(Dataset excerpt)
• • • • • • •
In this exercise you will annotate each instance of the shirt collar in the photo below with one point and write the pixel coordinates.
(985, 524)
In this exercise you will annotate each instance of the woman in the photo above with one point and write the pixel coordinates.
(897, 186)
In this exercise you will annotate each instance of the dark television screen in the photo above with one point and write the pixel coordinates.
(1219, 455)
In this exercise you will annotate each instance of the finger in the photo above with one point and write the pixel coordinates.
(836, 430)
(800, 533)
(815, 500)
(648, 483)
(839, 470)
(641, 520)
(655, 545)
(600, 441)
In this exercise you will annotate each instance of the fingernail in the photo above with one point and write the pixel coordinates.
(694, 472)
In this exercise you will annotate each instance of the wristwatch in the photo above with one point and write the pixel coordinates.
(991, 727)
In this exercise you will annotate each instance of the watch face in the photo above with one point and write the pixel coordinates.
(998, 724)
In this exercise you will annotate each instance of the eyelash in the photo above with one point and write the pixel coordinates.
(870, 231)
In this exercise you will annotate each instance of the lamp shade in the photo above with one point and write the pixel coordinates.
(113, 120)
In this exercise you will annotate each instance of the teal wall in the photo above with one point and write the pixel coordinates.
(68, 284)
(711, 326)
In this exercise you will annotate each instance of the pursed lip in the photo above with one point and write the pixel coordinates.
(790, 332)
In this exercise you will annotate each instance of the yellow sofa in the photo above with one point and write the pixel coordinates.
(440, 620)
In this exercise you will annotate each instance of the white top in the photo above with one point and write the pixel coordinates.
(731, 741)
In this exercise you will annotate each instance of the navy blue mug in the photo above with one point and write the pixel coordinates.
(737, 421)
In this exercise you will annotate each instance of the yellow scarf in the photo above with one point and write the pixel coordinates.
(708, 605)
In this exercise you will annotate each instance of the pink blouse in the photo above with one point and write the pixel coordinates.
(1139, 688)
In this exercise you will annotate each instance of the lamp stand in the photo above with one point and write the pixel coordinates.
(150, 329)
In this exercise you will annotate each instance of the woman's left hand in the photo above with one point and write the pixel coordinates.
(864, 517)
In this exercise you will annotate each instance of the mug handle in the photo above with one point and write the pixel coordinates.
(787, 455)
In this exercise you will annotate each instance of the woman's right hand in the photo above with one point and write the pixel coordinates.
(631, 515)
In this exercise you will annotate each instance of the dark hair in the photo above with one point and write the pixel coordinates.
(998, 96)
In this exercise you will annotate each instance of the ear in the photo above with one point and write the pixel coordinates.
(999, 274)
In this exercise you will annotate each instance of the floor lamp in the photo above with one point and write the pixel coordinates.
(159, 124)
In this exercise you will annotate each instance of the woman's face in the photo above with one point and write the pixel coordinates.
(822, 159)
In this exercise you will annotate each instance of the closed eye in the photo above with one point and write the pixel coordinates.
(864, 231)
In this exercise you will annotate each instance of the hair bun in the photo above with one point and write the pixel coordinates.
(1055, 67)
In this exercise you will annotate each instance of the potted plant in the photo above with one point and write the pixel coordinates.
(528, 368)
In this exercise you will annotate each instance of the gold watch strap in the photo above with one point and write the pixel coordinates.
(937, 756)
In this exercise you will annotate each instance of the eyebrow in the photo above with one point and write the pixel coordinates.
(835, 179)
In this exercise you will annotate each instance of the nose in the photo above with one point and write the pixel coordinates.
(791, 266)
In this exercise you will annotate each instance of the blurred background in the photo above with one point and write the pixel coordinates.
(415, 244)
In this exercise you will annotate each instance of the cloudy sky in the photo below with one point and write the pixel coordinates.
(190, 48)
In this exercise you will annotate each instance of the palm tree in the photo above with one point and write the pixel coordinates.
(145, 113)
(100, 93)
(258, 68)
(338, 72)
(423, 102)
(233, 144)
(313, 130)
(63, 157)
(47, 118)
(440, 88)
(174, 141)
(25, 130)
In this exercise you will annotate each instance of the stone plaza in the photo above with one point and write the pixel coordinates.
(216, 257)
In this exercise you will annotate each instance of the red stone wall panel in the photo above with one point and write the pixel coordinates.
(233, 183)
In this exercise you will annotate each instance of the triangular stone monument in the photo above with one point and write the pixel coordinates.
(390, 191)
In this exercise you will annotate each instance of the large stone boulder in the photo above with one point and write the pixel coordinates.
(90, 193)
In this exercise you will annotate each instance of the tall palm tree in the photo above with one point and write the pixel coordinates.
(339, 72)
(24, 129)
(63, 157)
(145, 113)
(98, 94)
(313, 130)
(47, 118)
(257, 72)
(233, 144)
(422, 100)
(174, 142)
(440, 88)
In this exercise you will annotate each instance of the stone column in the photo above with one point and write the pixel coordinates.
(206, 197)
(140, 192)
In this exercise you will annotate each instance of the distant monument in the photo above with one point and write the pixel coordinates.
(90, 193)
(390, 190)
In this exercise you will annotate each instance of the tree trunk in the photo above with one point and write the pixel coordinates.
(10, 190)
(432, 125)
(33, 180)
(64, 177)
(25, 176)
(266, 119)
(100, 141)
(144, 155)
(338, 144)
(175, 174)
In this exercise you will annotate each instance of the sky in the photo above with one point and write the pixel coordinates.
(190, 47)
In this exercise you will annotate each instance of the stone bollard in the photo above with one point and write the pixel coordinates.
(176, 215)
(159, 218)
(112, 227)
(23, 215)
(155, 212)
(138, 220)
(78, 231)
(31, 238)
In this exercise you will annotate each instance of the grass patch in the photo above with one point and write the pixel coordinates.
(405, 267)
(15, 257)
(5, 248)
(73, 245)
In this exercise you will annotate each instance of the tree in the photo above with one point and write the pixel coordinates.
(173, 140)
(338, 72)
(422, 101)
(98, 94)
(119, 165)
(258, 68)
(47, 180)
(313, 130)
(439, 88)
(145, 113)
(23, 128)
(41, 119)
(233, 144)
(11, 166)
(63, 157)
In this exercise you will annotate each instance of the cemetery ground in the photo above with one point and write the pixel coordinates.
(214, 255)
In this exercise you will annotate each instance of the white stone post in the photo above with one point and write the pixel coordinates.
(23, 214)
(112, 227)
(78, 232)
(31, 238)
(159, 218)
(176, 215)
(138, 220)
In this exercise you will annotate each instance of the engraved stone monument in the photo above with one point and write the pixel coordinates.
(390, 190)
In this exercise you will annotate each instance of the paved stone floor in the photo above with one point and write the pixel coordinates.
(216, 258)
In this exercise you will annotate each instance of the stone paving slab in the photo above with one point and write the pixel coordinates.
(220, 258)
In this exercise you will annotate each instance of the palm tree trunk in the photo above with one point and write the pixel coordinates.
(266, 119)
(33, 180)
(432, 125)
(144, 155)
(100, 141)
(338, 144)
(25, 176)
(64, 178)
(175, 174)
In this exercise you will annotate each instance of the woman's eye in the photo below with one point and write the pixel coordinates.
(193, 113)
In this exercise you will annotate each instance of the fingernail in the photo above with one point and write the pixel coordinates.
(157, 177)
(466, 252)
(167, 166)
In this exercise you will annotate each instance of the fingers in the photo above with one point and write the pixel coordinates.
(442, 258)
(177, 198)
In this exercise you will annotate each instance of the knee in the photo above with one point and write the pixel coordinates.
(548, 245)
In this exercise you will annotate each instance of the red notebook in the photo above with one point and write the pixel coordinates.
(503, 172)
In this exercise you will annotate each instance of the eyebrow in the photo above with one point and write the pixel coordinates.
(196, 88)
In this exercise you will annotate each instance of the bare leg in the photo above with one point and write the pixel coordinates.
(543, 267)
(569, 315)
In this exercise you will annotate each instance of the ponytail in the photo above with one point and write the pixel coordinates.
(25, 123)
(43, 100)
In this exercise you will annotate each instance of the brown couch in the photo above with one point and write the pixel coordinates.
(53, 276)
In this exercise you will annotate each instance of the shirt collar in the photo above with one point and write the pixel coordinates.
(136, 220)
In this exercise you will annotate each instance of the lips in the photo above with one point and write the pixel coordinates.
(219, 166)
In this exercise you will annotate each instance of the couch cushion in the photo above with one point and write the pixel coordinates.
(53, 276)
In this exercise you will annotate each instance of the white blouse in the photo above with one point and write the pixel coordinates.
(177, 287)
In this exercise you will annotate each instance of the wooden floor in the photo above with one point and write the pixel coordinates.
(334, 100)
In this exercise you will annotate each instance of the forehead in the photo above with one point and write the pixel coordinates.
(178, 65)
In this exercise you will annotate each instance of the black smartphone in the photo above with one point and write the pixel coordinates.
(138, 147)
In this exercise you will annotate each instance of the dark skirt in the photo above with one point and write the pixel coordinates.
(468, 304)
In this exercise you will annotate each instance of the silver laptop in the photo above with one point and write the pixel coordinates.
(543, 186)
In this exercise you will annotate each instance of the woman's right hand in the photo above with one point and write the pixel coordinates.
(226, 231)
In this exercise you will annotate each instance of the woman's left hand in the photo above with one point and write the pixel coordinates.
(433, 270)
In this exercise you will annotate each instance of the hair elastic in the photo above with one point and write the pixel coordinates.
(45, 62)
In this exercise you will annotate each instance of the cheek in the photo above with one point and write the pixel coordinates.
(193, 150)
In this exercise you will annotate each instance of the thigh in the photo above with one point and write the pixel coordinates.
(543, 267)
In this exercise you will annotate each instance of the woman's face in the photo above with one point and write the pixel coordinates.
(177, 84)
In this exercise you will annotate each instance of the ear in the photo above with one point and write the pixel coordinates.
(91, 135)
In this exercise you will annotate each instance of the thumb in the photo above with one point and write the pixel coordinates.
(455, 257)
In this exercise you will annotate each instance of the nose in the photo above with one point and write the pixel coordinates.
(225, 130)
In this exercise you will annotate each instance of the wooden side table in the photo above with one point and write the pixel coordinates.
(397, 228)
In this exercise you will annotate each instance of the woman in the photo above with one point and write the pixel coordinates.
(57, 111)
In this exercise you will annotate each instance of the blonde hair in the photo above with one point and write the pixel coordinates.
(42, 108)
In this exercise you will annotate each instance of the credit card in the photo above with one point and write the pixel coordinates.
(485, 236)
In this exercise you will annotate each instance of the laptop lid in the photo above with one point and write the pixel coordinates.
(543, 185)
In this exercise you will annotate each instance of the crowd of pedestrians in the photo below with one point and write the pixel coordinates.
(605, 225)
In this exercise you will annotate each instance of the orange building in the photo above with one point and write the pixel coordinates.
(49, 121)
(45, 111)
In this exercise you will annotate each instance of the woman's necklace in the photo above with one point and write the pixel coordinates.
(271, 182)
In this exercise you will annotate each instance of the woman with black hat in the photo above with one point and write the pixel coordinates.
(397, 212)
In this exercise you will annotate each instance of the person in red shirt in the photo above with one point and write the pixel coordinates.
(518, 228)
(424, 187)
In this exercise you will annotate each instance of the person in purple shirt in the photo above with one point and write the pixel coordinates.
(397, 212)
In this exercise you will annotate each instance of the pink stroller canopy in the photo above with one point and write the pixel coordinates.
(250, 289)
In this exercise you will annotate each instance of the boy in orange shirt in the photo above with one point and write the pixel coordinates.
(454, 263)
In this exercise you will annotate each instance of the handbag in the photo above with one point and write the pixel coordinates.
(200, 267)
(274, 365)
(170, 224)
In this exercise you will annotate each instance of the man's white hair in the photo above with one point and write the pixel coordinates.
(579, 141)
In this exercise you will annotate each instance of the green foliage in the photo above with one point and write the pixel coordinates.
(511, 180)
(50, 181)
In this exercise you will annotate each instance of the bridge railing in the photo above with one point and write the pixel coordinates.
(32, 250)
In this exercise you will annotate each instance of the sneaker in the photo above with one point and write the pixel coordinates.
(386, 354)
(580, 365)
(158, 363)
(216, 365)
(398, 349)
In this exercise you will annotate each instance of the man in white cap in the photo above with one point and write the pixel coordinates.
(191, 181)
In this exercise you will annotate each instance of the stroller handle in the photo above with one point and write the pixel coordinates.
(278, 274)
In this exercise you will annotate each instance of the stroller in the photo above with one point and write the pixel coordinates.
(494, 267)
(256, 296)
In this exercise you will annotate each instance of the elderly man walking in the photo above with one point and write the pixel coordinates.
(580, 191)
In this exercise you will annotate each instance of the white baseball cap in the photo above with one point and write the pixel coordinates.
• • • • • • •
SET PROBLEM
Write out exactly the lines of the entries above that run from the line containing "In this exercise you will annotate each instance of the green" through the last line, including both.

WRITTEN SOLUTION
In this exercise you will annotate each instance of the green foliage in the photo above with one point and write the pixel coordinates.
(511, 180)
(50, 181)
In this exercise you will annotate each instance of the bridge railing in the photo above with one point and write the pixel coordinates.
(32, 250)
In this exercise you will annotate each instance of the sneaker in the photo above with one point and write the pixel coordinates.
(386, 354)
(580, 365)
(158, 363)
(216, 365)
(398, 349)
In this exercise you will annotate each instance of the man in white cap in the photo above with one point and write the pixel coordinates.
(191, 181)
In this exercise you will annotate each instance of the stroller handle in the photo above with one point and write the pixel coordinates.
(278, 274)
In this exercise you will annotate each instance of the stroller in the photo above with one point and write the pixel coordinates.
(494, 267)
(256, 296)
In this exercise you will annotate each instance of the elderly man walking in the photo above with one point and write the pixel coordinates.
(580, 191)
In this exercise you will annotate each instance of the white baseball cap in the photo above with one point and write the pixel coordinates.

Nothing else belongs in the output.